**Selected text**
The language that the government proposed in this case would have effectively imposed the more deferential standard we held inapplicable in Johnson and Jordan. The standards for excessive force claims are not coextensive with the standards applicable to prison conditions claims. In my view, not only was the trial judge justified in rejecting the instruction, the judge would have committed error if he had given it.
Defendants contend that the deliberate indifference standard “did not capture the importance of deferring to the expert judgment of prison officials concerning when outdoor exercise could safely be resumed.” However, contrary to defendants’ assertion, the deliberate indifference standard announced in Farmer and adopted by the trial judge in his instructions is a “standard that incorporates due regard for prison officials’ ‘unenviable task of keeping dangerous men in safe custody under humane conditions.’ ” Farmer, 511 U.S. at 845, 114 S.Ct. 1970 (emphasis added) (citing Spain, 600 F.2d at 193). The Supreme Court in Farmer also cited its decision in Bell v. Wolfish, 441 U.S. 520, 99 S.Ct. 1861, 60 L.Ed.2d 447 (1979), in support of the iteration of the deliberate indifference standard it adopted, indicating that the principle of deference to the judgment of prison officials undergirds the standard.3 *637See id. It is a mistake to confuse the deference language surrounding the Supreme Court’s announcement of the applicable standards in Whitley and Farmer with the standards themselves. See Catherine T. Struve, Constitutional Decision Rules for Juries, 37 Colum. Hum. Rts. L. Rev. 659, 679 (2006) (noting that deference language in Whitley “explain[s] the Court’s choice of decision rule, but need not be seen as a part of that decision rule”).

**Given problem 1**
Copy the opinion excerpt starting at the words "The language that" and ending after "had given it.", swapping "instruction" for "charge".
The records have no connection to the opinion excerpt.

**Task input**
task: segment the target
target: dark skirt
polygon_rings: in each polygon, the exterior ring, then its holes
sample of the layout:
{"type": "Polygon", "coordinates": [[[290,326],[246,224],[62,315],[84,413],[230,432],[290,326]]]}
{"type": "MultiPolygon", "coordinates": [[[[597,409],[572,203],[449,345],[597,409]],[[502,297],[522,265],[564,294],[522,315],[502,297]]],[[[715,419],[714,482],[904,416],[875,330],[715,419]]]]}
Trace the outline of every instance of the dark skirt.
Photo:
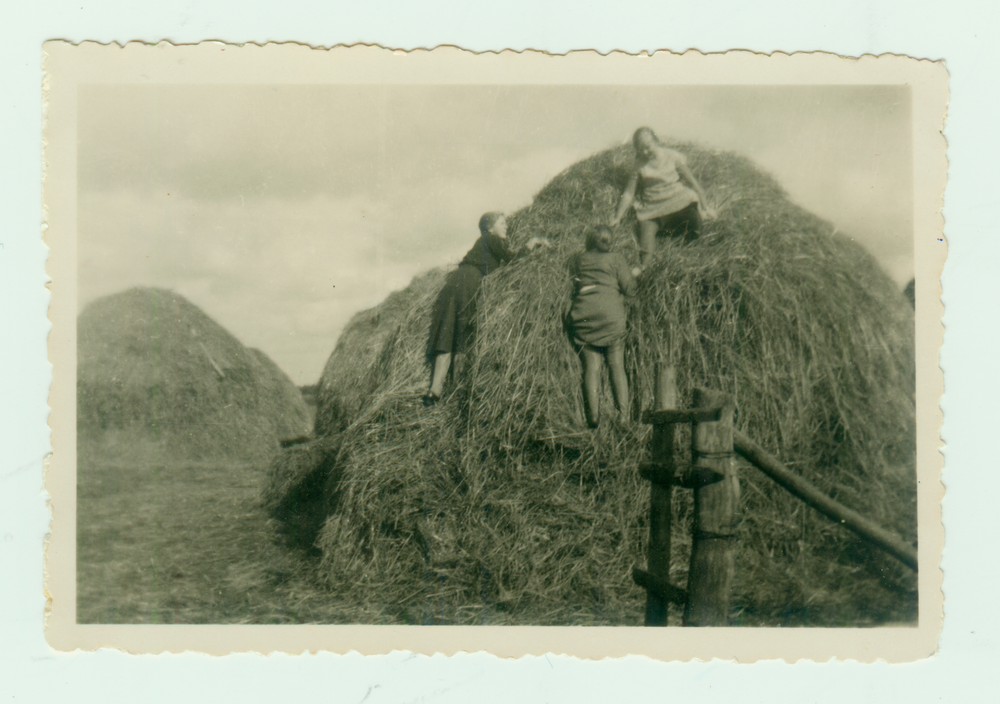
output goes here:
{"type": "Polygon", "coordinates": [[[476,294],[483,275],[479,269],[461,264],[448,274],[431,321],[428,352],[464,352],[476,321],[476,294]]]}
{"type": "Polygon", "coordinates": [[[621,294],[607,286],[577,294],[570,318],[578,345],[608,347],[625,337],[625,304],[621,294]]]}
* * *
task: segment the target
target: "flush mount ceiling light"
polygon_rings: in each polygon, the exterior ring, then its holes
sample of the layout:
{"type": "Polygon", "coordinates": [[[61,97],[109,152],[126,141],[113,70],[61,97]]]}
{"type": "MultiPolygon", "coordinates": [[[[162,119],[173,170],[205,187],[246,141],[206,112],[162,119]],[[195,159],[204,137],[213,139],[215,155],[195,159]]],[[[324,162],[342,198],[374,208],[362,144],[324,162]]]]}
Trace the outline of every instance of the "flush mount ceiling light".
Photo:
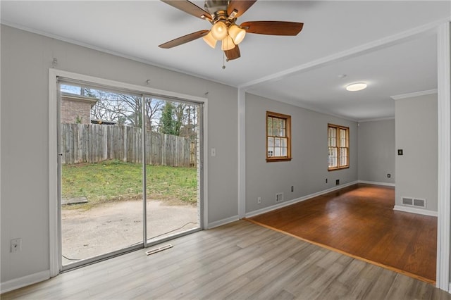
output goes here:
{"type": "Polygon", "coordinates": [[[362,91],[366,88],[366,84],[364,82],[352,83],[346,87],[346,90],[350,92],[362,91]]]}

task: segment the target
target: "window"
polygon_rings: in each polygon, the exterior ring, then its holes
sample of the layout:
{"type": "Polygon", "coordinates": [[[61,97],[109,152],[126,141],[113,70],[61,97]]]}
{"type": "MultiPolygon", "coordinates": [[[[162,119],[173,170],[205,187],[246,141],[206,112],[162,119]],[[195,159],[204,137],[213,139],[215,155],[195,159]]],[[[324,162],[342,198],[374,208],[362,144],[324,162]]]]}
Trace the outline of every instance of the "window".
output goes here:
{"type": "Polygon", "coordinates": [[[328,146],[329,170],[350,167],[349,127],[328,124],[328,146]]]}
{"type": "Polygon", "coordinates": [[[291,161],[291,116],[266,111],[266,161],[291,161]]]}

**Given problem 2**
Find each line of the records that contains the string "outline", with case counting, and copy those lines.

**Worked solution 1**
The language that the government proposed in this case would have effectively imposed the more deferential standard we held inapplicable in Johnson and Jordan. The standards for excessive force claims are not coextensive with the standards applicable to prison conditions claims. In my view, not only was the trial judge justified in rejecting the charge, the judge would have committed error if he had given it.

**Worked solution 2**
Trace the outline of every instance of the dark skirt.
Trace the outline of every instance of the "flush mount ceiling light".
Trace the outline of every instance of the "window".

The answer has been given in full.